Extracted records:

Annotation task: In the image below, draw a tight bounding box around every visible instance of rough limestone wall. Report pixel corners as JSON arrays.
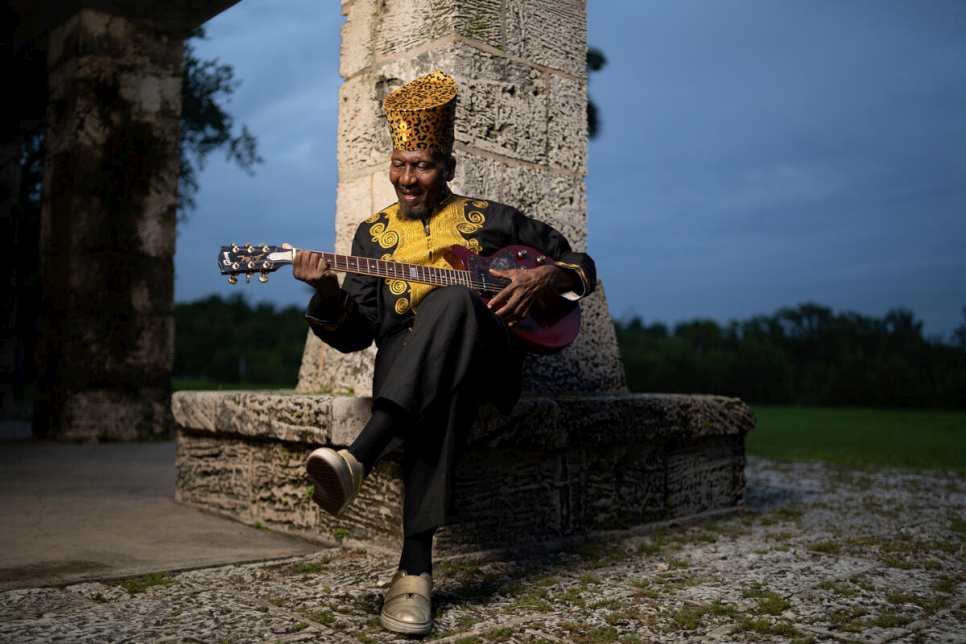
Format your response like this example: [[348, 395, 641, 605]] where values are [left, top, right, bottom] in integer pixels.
[[33, 10, 183, 440], [298, 0, 626, 395]]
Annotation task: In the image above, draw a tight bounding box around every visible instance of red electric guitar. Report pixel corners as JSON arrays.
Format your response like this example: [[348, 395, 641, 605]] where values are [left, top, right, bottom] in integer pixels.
[[218, 244, 580, 355]]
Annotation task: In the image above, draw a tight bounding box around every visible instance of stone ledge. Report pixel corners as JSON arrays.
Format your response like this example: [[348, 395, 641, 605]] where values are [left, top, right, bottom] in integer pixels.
[[173, 391, 755, 554], [171, 390, 755, 449]]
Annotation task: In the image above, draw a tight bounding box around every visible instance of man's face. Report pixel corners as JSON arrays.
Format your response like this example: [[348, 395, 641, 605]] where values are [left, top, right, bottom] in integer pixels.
[[389, 148, 456, 219]]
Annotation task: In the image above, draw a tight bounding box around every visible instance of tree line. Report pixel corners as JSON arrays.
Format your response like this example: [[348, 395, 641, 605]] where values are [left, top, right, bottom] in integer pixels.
[[614, 303, 966, 409], [174, 293, 966, 409], [174, 293, 308, 387]]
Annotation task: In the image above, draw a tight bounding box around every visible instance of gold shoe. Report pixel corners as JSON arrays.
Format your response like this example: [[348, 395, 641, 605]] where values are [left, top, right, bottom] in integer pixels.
[[379, 570, 433, 635], [305, 447, 366, 516]]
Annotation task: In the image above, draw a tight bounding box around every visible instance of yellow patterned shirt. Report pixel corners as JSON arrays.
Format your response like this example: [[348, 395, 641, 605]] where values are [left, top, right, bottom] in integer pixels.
[[306, 195, 596, 351]]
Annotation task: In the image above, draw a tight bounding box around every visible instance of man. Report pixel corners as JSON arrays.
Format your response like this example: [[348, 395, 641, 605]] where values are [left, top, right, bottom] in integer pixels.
[[294, 71, 596, 635]]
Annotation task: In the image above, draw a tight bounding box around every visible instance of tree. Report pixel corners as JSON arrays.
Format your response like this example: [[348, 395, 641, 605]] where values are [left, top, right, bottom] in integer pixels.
[[13, 27, 262, 395], [178, 27, 263, 218], [953, 306, 966, 351], [587, 47, 607, 139]]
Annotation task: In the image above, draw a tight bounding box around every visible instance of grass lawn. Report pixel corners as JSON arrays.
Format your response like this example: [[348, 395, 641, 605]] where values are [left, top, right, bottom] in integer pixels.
[[746, 405, 966, 472]]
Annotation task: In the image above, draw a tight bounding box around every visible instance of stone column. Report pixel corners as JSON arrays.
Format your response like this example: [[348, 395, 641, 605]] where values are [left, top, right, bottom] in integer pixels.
[[298, 0, 626, 395], [33, 10, 183, 440]]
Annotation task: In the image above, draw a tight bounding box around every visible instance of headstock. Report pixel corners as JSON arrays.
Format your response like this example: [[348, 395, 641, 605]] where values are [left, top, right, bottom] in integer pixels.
[[218, 244, 294, 284]]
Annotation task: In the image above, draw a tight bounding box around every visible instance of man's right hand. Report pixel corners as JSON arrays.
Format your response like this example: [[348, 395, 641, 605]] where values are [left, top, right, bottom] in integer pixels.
[[282, 243, 342, 303]]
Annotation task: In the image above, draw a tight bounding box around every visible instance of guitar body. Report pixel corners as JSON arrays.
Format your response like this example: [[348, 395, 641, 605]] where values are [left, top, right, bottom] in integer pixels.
[[218, 244, 580, 355], [447, 245, 580, 355]]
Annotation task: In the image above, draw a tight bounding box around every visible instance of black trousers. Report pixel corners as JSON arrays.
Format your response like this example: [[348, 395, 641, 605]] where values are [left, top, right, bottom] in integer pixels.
[[373, 286, 525, 537]]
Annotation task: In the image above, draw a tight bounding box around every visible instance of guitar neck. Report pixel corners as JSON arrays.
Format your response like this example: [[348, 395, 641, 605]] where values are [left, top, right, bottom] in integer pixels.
[[266, 248, 510, 295]]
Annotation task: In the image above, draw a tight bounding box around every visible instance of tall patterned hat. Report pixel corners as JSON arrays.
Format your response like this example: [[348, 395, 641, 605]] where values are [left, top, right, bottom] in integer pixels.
[[383, 71, 457, 152]]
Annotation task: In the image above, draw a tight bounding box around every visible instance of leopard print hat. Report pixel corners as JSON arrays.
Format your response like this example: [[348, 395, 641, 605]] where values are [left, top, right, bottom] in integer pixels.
[[383, 71, 457, 152]]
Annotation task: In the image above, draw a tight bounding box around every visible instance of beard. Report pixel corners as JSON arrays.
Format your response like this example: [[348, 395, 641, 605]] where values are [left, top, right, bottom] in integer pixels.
[[399, 201, 435, 220]]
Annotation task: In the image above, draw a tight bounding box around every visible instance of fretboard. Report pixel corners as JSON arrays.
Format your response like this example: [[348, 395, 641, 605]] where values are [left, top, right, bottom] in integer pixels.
[[268, 249, 510, 295]]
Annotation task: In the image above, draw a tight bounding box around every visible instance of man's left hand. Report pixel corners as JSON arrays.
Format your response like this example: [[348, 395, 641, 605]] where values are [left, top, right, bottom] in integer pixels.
[[487, 265, 566, 326]]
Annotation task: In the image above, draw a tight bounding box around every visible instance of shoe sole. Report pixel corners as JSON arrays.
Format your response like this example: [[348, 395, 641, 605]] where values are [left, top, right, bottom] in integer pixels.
[[305, 450, 352, 516], [379, 613, 433, 635]]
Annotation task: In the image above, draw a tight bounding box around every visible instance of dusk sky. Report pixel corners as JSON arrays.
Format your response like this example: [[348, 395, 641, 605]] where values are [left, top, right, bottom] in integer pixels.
[[175, 0, 966, 340]]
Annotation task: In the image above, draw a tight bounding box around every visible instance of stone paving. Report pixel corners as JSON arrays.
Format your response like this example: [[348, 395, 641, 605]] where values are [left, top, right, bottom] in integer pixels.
[[0, 459, 966, 643]]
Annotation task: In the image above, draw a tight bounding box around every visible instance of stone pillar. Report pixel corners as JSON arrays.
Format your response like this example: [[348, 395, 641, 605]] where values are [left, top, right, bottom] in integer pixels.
[[0, 132, 23, 420], [298, 0, 626, 395], [33, 10, 183, 440]]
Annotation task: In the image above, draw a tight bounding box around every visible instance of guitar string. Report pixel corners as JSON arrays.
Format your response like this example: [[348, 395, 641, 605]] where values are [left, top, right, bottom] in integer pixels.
[[229, 253, 510, 295]]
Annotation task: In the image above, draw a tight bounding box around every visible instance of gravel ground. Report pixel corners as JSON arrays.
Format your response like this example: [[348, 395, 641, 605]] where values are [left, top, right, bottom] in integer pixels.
[[0, 459, 966, 643]]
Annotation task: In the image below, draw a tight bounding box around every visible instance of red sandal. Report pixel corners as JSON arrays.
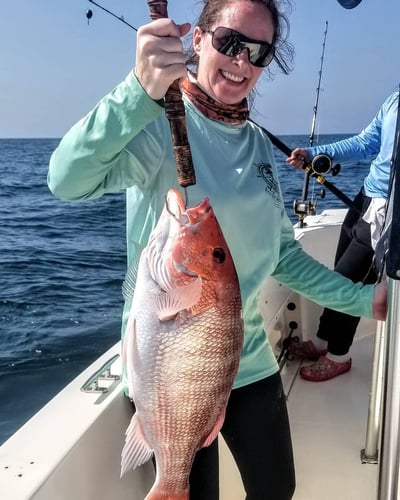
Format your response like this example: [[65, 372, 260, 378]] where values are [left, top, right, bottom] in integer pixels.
[[288, 340, 327, 361], [300, 356, 351, 382]]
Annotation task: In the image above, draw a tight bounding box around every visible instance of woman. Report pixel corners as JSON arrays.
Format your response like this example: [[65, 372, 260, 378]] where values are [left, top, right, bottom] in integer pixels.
[[49, 0, 384, 500]]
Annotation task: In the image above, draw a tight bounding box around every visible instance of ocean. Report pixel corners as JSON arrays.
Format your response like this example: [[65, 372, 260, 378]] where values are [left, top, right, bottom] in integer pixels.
[[0, 135, 369, 444]]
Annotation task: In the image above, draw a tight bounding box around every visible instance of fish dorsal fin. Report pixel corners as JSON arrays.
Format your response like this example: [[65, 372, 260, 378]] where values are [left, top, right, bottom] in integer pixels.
[[155, 277, 202, 321], [122, 243, 143, 300], [121, 414, 153, 477], [202, 408, 225, 448]]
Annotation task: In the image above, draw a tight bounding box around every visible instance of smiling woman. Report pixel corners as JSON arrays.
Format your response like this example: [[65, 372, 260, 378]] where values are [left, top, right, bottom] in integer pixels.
[[48, 0, 388, 500]]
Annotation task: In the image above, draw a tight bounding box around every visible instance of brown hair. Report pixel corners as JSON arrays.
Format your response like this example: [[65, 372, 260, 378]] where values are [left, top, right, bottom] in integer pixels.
[[186, 0, 294, 75]]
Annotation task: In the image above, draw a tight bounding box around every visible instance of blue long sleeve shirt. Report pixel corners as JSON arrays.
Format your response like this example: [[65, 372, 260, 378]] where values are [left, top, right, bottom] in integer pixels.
[[306, 91, 399, 199]]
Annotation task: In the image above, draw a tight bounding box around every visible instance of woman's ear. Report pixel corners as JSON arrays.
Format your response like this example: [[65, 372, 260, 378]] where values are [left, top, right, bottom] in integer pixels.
[[193, 26, 203, 54]]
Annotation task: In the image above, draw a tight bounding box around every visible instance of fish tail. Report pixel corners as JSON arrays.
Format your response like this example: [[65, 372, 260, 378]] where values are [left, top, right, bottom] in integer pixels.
[[144, 484, 189, 500]]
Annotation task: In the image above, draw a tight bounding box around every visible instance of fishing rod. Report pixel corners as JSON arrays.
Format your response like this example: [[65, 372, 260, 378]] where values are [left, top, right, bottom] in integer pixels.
[[249, 119, 359, 215], [86, 0, 196, 188], [294, 21, 328, 227], [86, 0, 354, 210]]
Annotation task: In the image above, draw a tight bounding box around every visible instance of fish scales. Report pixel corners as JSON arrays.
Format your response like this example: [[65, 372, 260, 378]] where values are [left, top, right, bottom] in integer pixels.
[[121, 190, 243, 500]]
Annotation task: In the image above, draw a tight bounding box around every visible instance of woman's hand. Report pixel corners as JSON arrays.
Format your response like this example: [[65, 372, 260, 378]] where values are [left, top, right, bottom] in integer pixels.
[[372, 281, 387, 321], [286, 148, 311, 168], [135, 18, 190, 100]]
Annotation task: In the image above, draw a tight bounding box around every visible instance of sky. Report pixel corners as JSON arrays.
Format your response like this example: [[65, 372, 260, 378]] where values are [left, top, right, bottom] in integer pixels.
[[0, 0, 400, 138]]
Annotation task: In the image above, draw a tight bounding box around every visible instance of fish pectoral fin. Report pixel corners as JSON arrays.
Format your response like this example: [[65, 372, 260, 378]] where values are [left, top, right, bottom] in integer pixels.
[[202, 408, 225, 448], [121, 414, 153, 477], [155, 277, 202, 321]]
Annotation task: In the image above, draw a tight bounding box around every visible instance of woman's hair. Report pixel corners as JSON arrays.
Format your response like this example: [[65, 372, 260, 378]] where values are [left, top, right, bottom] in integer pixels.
[[186, 0, 294, 76]]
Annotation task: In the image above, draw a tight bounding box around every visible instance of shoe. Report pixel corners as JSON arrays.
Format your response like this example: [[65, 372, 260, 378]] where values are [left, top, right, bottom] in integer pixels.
[[300, 356, 351, 382], [288, 340, 328, 361]]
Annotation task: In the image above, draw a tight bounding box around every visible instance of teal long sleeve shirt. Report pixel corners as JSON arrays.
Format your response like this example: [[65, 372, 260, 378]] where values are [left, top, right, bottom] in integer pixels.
[[48, 72, 373, 387]]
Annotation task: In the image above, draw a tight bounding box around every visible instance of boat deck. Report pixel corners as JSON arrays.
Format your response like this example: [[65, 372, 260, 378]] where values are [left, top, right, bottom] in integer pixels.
[[222, 320, 378, 500]]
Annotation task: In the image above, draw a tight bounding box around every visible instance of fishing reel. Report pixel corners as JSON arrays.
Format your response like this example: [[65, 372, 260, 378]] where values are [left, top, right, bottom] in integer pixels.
[[293, 198, 318, 218], [304, 154, 341, 177], [293, 154, 341, 221]]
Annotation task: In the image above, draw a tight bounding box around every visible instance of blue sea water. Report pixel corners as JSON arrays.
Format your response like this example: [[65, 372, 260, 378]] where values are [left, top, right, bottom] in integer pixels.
[[0, 135, 369, 444]]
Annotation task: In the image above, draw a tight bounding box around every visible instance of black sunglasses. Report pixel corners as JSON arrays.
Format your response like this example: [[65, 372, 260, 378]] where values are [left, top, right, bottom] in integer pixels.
[[203, 26, 275, 68]]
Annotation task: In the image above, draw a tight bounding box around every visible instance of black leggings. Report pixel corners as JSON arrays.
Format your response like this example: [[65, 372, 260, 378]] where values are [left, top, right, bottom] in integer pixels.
[[190, 373, 295, 500], [317, 191, 376, 355]]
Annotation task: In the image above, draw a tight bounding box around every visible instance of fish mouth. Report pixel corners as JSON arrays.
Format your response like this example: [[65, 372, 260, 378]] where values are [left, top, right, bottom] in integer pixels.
[[166, 189, 211, 228]]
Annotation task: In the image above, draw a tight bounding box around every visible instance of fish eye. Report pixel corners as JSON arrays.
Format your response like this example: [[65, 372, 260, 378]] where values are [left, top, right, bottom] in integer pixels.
[[213, 248, 225, 264]]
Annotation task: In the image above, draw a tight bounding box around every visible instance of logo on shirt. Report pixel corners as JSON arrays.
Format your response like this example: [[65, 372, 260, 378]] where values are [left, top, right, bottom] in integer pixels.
[[257, 163, 281, 207]]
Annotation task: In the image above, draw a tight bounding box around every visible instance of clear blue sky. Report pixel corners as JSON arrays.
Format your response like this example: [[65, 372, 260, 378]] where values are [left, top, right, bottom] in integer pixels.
[[0, 0, 400, 138]]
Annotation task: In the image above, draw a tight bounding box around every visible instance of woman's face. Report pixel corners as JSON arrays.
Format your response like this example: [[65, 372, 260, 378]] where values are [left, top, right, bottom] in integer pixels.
[[193, 0, 274, 104]]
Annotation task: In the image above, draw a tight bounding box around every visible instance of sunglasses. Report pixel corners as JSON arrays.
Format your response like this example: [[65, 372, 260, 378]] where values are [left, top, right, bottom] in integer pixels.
[[203, 26, 275, 68]]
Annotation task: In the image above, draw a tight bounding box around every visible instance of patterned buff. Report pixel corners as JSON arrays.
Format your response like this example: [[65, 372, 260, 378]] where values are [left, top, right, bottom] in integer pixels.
[[181, 75, 249, 125]]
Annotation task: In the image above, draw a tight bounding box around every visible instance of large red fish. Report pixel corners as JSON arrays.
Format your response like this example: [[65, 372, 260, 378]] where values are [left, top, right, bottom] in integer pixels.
[[121, 190, 243, 500]]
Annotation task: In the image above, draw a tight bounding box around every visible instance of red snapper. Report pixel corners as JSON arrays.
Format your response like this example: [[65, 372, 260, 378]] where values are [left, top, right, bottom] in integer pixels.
[[121, 189, 243, 500]]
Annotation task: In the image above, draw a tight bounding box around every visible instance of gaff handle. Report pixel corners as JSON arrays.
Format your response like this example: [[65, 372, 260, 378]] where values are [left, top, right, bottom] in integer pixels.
[[147, 0, 196, 188]]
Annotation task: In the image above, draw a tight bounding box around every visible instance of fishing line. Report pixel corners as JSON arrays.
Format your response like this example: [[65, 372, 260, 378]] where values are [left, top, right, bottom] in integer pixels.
[[86, 0, 137, 31]]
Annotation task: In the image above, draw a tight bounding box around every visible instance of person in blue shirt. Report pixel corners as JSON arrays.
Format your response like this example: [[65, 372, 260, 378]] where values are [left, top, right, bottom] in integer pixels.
[[286, 91, 399, 382]]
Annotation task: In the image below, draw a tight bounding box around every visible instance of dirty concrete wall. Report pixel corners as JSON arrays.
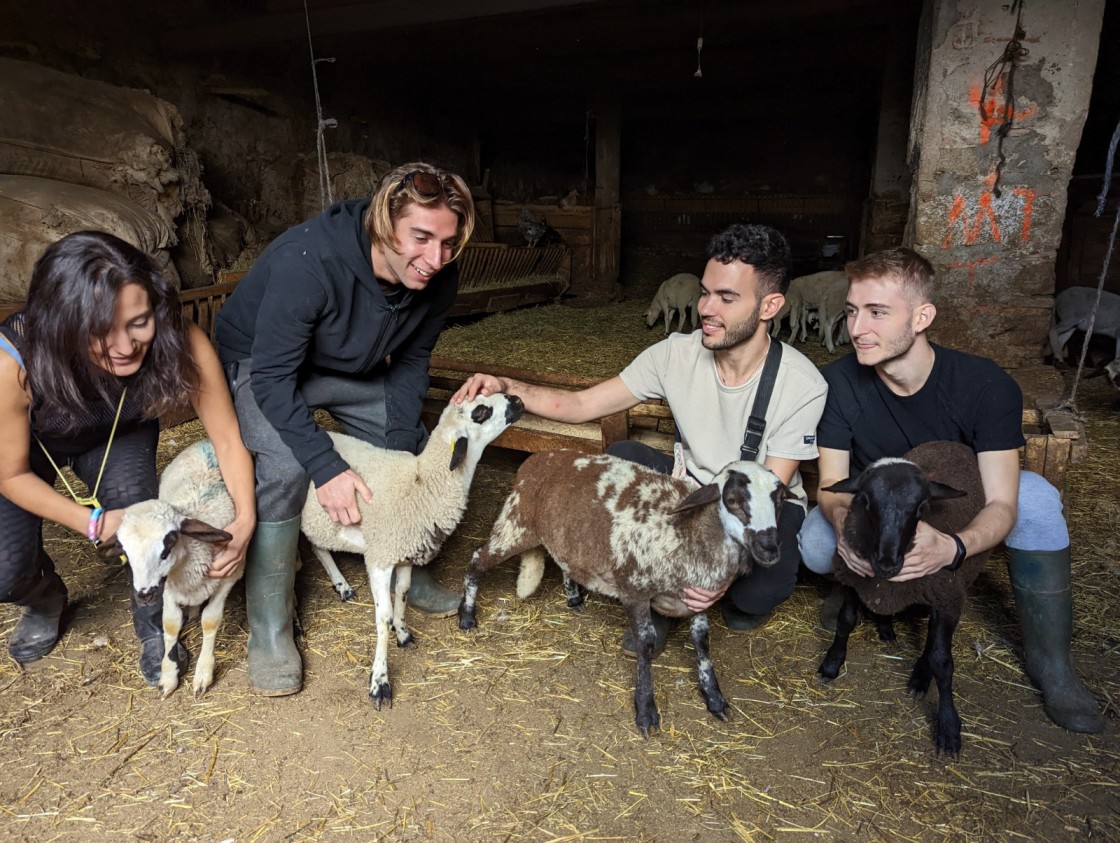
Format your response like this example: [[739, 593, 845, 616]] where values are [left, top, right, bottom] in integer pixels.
[[859, 39, 914, 254], [906, 0, 1104, 368]]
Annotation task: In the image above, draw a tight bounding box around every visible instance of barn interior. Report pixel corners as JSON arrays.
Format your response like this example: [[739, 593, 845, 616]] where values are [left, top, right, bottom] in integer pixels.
[[0, 0, 1120, 356], [0, 0, 1120, 841]]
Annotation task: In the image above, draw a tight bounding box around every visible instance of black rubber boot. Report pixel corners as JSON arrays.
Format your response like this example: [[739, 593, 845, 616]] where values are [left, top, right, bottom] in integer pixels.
[[8, 569, 67, 664], [129, 587, 190, 685], [405, 565, 463, 618], [245, 517, 304, 696], [1007, 547, 1104, 732], [623, 611, 674, 658]]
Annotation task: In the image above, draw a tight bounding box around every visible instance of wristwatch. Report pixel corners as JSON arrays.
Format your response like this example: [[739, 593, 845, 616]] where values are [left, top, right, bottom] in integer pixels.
[[948, 533, 968, 571]]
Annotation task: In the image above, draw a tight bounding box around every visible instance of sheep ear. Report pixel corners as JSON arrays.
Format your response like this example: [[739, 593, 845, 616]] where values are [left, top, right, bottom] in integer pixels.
[[448, 437, 469, 471], [670, 483, 719, 515], [179, 518, 233, 544], [930, 480, 969, 500], [819, 477, 859, 495]]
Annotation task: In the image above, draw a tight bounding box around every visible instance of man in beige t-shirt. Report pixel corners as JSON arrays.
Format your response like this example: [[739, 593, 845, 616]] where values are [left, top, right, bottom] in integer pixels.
[[452, 225, 828, 653]]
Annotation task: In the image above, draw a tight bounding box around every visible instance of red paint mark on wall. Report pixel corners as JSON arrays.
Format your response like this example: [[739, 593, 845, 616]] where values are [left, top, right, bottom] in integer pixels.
[[969, 76, 1038, 146], [1011, 187, 1035, 243], [941, 172, 1036, 249]]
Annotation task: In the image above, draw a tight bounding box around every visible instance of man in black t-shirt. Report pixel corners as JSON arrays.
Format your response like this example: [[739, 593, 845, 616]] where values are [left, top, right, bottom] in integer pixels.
[[799, 249, 1104, 732]]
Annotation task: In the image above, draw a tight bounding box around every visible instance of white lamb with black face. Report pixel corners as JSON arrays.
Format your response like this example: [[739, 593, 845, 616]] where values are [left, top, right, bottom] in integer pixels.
[[459, 451, 785, 736], [300, 394, 525, 710], [99, 439, 244, 697]]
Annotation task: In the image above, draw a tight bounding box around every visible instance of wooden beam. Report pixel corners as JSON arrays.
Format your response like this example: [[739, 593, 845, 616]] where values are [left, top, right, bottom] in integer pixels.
[[160, 0, 603, 56]]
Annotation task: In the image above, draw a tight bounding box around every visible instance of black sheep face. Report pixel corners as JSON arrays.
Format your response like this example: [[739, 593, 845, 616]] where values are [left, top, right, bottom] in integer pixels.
[[824, 459, 964, 580]]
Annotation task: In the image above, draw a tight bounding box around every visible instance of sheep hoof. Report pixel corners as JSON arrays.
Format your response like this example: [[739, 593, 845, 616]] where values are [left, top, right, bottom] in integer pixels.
[[370, 682, 393, 711], [636, 708, 661, 738]]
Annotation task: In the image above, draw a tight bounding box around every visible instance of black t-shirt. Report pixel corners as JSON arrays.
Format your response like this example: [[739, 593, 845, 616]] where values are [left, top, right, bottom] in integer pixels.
[[816, 346, 1024, 476]]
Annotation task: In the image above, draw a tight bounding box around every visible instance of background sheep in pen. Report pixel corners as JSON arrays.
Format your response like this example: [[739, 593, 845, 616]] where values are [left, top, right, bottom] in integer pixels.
[[459, 451, 784, 736], [300, 394, 524, 710], [819, 442, 989, 756]]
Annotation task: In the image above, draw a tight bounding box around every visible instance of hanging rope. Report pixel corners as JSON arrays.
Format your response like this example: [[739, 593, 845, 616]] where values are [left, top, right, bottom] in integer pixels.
[[1068, 115, 1120, 408], [979, 0, 1030, 199], [304, 0, 338, 210]]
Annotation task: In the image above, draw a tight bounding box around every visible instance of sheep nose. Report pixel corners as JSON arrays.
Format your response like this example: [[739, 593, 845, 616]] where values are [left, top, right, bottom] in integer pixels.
[[132, 586, 164, 606], [750, 530, 782, 568]]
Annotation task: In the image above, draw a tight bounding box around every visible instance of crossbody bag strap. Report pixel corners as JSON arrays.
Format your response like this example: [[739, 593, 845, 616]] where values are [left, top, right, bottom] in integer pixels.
[[739, 340, 782, 461]]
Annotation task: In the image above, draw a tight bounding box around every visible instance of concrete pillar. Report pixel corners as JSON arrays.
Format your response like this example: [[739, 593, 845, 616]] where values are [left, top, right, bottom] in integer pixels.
[[906, 0, 1104, 368], [859, 32, 914, 255]]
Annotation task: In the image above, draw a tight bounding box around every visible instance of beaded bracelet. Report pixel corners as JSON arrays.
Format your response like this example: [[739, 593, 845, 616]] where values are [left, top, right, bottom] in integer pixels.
[[85, 506, 105, 544]]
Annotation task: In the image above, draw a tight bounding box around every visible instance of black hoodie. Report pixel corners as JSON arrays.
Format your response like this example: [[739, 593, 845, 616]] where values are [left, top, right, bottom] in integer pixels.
[[216, 199, 459, 486]]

Directions:
Copy the lines of the records verbatim, from the line containing "deck. Report pixel corners as JSON arrays." through the line containing "[[166, 189, 211, 228]]", with both of those lines included.

Correct result:
Annotation task: In the image above, draw a tight bounding box around every visible instance of boat deck. Report pixel corners as JSON arrays.
Format your response like this example: [[65, 372, 260, 378]] where values are [left, top, right, bottom] in integer pixels.
[[222, 320, 378, 500]]
Annotation task: In the image above, draw a tight bounding box around every visible instance of fishing reel. Report pixel corners as JSON arrays.
Format your response like this example: [[65, 372, 260, 378]] where values are [left, top, right, bottom] in integer pixels.
[[293, 198, 318, 218], [304, 154, 341, 177], [293, 154, 341, 221]]
Annotation task: In the image above, draw a tight bounding box around every visible instance of blue sea water. Report pixel corners as JSON arrays.
Format your response like this example: [[65, 372, 260, 378]] where values are [left, top, right, bottom] in integer pixels.
[[0, 135, 369, 444]]
Annotation task: In the image above, draw a tight bounding box around every visible instance of black sunglasses. Report pixel corners as JSON arrays.
Format your response like this example: [[65, 372, 260, 378]] where values are [left, top, right, bottom] in integer pixels.
[[203, 26, 275, 68]]
Annotation task: In the image above, draw a tight bounding box around every visible instance of black leggings. Report pixel corners as JSON arrays.
Format your response like this example: [[65, 372, 260, 378]] where values are [left, top, right, bottom] in integer pixels.
[[190, 373, 295, 500], [317, 191, 376, 355]]
Annotation task: In the image above, draw a tight bounding box around every visible instance of fish mouth. Report pixel corners as JSON arrays.
Format your response like this example: [[65, 372, 260, 378]] where values are [left, top, right, bottom] in integer pixels.
[[166, 189, 211, 228]]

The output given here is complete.